YOUR GOAL ▸ Within the data below, find the string "tree" and return each line where it occurs.

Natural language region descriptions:
───
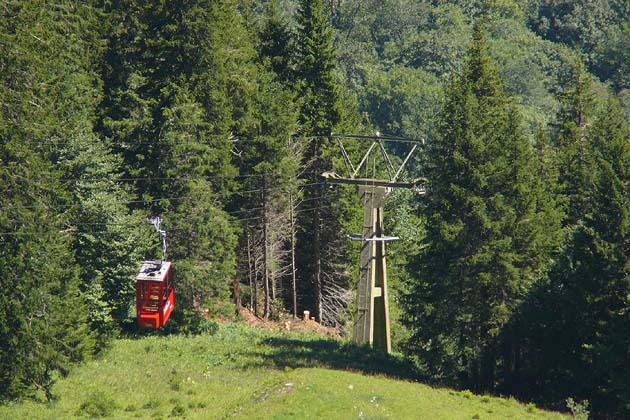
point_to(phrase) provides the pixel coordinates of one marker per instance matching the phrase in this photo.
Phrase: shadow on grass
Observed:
(287, 352)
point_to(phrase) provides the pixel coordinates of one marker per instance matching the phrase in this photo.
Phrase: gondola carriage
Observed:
(155, 293)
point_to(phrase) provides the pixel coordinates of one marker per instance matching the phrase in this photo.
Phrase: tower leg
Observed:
(372, 321)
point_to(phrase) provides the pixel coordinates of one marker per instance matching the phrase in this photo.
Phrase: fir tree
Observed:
(571, 138)
(487, 236)
(44, 316)
(322, 249)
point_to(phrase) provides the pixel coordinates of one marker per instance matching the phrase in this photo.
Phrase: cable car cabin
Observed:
(155, 296)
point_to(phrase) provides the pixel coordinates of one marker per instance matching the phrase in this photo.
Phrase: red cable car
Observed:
(155, 295)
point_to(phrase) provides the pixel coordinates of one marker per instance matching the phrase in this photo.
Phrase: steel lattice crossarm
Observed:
(418, 185)
(372, 318)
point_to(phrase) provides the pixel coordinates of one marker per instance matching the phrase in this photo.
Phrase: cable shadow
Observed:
(287, 352)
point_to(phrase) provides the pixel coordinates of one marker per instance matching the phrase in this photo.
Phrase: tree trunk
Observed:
(293, 270)
(317, 274)
(265, 253)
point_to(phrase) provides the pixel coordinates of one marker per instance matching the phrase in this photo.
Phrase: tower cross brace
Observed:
(372, 320)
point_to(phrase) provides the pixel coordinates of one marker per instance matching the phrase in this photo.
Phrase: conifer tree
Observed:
(571, 138)
(43, 316)
(487, 236)
(578, 337)
(321, 248)
(179, 92)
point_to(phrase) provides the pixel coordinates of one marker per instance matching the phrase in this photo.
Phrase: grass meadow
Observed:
(249, 373)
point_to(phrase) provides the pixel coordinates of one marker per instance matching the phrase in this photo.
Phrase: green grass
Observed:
(241, 372)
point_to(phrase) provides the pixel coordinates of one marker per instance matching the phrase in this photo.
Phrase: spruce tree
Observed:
(576, 164)
(487, 234)
(44, 316)
(323, 252)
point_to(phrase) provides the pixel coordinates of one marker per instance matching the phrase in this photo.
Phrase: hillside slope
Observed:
(249, 373)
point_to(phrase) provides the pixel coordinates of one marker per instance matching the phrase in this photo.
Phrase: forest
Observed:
(511, 275)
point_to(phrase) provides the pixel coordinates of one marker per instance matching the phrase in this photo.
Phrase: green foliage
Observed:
(258, 374)
(487, 233)
(579, 411)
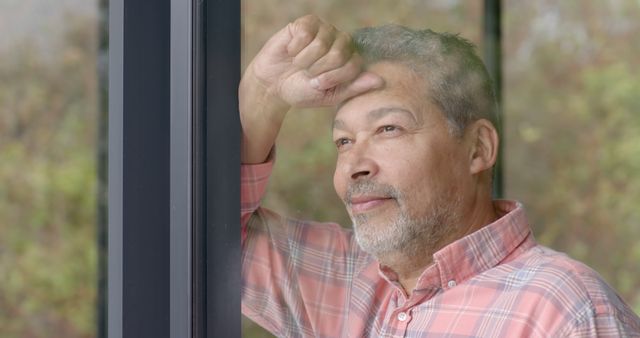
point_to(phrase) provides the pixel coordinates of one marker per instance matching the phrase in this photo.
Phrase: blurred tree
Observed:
(572, 131)
(47, 195)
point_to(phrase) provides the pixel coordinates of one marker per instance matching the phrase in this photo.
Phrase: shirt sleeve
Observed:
(296, 274)
(605, 315)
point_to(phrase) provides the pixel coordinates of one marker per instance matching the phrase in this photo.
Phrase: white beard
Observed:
(405, 234)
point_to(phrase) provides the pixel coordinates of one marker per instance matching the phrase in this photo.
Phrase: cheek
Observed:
(339, 182)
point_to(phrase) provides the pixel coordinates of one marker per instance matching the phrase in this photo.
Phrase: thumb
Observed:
(365, 82)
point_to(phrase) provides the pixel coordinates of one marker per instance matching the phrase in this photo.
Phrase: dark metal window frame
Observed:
(174, 234)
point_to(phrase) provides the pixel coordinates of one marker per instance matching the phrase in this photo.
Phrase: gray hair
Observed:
(456, 78)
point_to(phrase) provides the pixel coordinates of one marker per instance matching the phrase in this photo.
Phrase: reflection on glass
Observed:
(572, 78)
(48, 117)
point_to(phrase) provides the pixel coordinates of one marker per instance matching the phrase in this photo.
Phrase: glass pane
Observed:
(49, 104)
(573, 130)
(301, 185)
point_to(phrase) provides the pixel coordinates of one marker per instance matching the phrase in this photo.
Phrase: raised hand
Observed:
(308, 63)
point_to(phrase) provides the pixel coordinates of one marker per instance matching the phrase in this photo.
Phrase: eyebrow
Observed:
(377, 114)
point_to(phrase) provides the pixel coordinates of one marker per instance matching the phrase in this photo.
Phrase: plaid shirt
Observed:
(308, 279)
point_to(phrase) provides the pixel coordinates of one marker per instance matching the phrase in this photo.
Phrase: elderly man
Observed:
(431, 254)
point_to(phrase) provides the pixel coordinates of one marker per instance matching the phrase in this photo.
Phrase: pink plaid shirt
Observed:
(308, 279)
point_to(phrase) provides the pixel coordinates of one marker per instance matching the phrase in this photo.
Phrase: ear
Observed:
(483, 151)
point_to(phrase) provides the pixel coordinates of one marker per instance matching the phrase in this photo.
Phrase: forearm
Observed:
(261, 115)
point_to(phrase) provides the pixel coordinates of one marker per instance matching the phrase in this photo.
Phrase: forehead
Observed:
(402, 87)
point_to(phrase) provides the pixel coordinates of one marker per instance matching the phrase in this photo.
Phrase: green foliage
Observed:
(570, 104)
(48, 106)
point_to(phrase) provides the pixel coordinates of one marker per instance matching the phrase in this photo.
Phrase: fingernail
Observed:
(315, 83)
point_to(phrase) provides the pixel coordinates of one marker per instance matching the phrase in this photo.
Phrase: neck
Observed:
(411, 262)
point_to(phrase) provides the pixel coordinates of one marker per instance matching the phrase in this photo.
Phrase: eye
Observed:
(388, 129)
(341, 142)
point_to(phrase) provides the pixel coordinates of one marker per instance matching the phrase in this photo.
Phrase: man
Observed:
(431, 254)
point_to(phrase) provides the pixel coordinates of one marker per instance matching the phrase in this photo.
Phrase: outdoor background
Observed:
(571, 105)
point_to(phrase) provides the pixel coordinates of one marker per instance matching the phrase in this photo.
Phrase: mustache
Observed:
(368, 187)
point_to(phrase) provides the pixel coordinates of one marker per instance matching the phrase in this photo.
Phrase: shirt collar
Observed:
(479, 251)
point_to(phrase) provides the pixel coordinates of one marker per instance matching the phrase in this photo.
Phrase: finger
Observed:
(340, 53)
(345, 74)
(365, 82)
(317, 48)
(302, 31)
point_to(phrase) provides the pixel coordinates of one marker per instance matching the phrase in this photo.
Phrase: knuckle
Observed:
(338, 55)
(320, 46)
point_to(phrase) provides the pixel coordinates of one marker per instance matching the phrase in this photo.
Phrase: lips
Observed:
(362, 204)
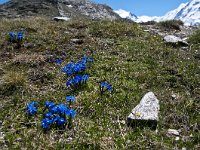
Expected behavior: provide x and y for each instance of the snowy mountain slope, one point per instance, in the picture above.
(126, 14)
(188, 12)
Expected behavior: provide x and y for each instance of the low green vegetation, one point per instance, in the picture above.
(195, 38)
(170, 24)
(132, 60)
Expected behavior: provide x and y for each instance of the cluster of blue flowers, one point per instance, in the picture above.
(16, 37)
(54, 115)
(75, 68)
(105, 86)
(57, 115)
(32, 108)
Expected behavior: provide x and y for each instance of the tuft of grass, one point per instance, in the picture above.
(12, 82)
(170, 24)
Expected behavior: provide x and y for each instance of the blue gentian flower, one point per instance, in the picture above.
(31, 108)
(46, 123)
(49, 104)
(20, 36)
(71, 113)
(68, 69)
(61, 121)
(104, 86)
(87, 59)
(31, 111)
(85, 78)
(77, 79)
(33, 104)
(70, 98)
(48, 115)
(69, 82)
(12, 36)
(62, 109)
(58, 61)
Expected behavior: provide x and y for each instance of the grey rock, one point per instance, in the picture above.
(61, 18)
(175, 40)
(146, 112)
(172, 132)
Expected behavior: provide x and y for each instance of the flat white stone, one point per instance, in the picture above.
───
ANSWER FOR THE TASK ▸
Phrase: fir tree
Phrase: tree trunk
Phrase: conifer tree
Phrase: spruce tree
Phrase: blurred tree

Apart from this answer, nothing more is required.